Citaré apenas dos: primero, el objetivo cosmopolita, en la huella de la Aufklärung, el sueño de
constituir la biblioteca total, que sería, por acumulación, el Libro, la red infinitamente
ramificada de las traducciones de todas las obras en todas las lenguas, y
que cristalizaría en una suerte de biblioteca universal en donde las
intraducibilidades estarían borradas por completo. Ese sueño de
omnitraducción, que sería también el de una racionalidad totalmente
liberada de las restricciones culturales y de las
limitaciones comunitarias aspiraría a saturar el espacio de comunicación
interlingüística y colmar la ausencia de lengua universal. El otro
objetivo de la traducción perfecta se ha encarnado en la espera mesiánica
revivida en el plano del lenguaje por Walter Benjamin en “La tarea
del traductor”, ese texto magnífico. El objetivo sería, entonces, el
lenguaje puro, como dice Benjamin, que toda traducción lleva en sí como su
eco mesiánico. Bajo todas estas figuras, el sueño de la traducción
perfecta equivale al deseo de una ganancia para la traducción, de una
ganancia sin pérdidas. Precisamente, es necesario hacer el duelo de esa
ganancia sin pérdidas, hasta la aceptación de la diferencia insuperable de
lo propio y lo extranjero. La universalidad recobrada aspiraría a suprimir
la memoria de lo extranjero, y quizás hasta el amor por la lengua propia,
a causa del desprecio provinciano de la lengua materna.
Semejante universalidad borraría su propia historia y convertiría a todos en
extranjeros para sí mismos, en apátridas del lenguaje, en exiliados que
habrían renunciado a la búsqueda de asilo de una lengua receptora. En
resumen, en nómadas errantes.
Y es ese duelo de
la traducción absoluta lo que va de la mano de la felicidad de
traducir. La felicidad de traducir es una ganancia cuando, sujeta a la
pérdida del absoluto lingüístico, acepta la distancia entre la adecuación
y la equivalencia, la equivalencia sin adecuación. Allí reside su
felicidad. Confesando y asumiendo la irreductibilidad del par de lo propio y
lo extranjero, el
traductor encuentra su recompensa en el reconocimiento del
estatuto insuperable de dialogicidad del acto de traducir como el
horizonte razonable del deseo de traducir. A pesar de lo agonística que
dramatiza la tarea del traductor, éste puede encontrar su felicidad en lo
que me gustaría llamar la hospitalidad
lingüística.
Su régimen es,
pues, el de una correspondencia sin adecuación. Frágil condición, que sólo
admite como verificación el trabajo de retraducción que evoqué antes, como una
suerte de ejercicio de doblaje por bilingüismo mínimo del trabajo del
traductor: retraducir después del traductor. He partido de estos dos
modelos, más o menos emparentadas con el psicoanálisis, del trabajo del
recuerdo y el trabajo del duelo, pero quiero decir que, al igual que en el
acto de narrar, se puede traducir de otra manera, sin esperanza de colmar
la brecha entre equivalencia y adecuación total. Hospitalidad lingüística,
pues, donde el placer de habitar la lengua del otro es compensado por el
placer de recibir en la propia casa la palabra del extranjero».
Paul Ricoeur
(Discurso pronunciado en el Institut Historique Allemand el 15 de abril de 1997).
(Discurso pronunciado en el Institut Historique Allemand el 15 de abril de 1997).

__Conjunto de datos__
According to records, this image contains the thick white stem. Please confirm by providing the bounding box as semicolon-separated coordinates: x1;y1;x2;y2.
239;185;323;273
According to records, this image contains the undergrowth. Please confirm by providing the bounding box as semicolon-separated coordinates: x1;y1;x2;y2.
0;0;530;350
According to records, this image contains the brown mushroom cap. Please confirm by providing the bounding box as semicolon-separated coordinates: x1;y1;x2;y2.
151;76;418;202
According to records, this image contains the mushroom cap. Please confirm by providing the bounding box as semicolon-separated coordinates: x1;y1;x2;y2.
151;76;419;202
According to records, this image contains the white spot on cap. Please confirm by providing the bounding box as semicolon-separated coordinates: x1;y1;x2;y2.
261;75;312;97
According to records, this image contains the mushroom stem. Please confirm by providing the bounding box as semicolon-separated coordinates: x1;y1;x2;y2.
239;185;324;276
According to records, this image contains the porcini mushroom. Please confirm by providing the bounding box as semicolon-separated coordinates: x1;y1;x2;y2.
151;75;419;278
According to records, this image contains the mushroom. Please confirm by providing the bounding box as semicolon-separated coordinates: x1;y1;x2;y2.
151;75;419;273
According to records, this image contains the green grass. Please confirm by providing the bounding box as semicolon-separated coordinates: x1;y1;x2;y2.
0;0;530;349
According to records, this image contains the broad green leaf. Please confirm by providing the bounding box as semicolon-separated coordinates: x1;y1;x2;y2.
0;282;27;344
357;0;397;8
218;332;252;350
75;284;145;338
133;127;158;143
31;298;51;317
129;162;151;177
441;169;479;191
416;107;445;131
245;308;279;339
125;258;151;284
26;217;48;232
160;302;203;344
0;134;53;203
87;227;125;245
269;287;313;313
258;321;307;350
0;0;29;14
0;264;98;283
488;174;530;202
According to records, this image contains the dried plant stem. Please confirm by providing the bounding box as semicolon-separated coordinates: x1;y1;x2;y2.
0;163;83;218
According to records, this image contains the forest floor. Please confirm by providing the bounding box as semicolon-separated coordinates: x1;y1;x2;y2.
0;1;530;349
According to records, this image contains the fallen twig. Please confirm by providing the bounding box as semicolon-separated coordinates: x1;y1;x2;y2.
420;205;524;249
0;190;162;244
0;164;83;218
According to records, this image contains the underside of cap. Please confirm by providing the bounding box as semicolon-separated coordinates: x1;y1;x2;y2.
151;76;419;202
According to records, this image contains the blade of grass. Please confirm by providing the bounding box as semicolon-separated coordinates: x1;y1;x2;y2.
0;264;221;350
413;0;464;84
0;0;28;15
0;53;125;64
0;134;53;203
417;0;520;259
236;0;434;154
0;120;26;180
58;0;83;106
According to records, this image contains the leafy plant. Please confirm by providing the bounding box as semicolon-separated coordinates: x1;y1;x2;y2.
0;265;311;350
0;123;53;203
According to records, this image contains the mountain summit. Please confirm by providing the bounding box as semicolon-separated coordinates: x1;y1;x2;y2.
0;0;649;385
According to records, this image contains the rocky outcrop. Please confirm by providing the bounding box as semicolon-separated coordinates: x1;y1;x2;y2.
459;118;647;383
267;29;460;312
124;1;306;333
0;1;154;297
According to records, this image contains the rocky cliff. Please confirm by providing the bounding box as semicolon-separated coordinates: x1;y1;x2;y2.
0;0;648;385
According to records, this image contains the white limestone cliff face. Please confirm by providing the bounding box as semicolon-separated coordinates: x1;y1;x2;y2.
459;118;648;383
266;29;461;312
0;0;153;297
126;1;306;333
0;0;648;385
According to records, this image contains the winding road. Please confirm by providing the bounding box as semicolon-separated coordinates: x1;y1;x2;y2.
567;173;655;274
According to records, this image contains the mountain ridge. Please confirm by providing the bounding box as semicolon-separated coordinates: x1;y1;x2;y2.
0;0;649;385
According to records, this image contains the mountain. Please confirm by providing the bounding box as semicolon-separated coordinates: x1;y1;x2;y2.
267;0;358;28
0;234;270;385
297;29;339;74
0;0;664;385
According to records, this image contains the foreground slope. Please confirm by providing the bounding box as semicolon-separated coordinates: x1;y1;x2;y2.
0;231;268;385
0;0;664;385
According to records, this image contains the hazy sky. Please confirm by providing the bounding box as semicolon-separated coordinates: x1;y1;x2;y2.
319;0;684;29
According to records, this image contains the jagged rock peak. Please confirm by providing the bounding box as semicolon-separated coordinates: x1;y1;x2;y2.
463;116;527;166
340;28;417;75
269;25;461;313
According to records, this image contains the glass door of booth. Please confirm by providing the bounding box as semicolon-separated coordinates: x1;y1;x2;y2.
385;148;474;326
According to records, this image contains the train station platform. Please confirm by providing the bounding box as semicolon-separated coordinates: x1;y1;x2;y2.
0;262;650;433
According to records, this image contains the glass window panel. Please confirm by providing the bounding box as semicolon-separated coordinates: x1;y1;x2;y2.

__Acciones requeridas__
A: Transcribe del texto sobre la traducción el fragmento que va desde «Semejante universalidad borraría» hasta «en nómadas errantes.», este último incluido.
B: Responde estas preguntas sobre el texto sobre la traducción:
(i) ¿En qué texto revive Walter Benjamin la espera mesiánica en el plano del lenguaje?
(ii) ¿Con qué nombre se designa aquello en lo que el traductor puede encontrar su felicidad?
(iii) ¿Dónde y en qué fecha se pronunció el discurso?
El listado no interviene en nada de esto.

__Respuestas numeradas__
A:
Semejante universalidad borraría su propia historia y convertiría a todos en
extranjeros para sí mismos, en apátridas del lenguaje, en exiliados que
habrían renunciado a la búsqueda de asilo de una lengua receptora. En
resumen, en nómadas errantes.

B:
(i) En «La tarea del traductor».
(ii) Hospitalidad lingüística.
(iii) En el Institut Historique Allemand, el 15 de abril de 1997.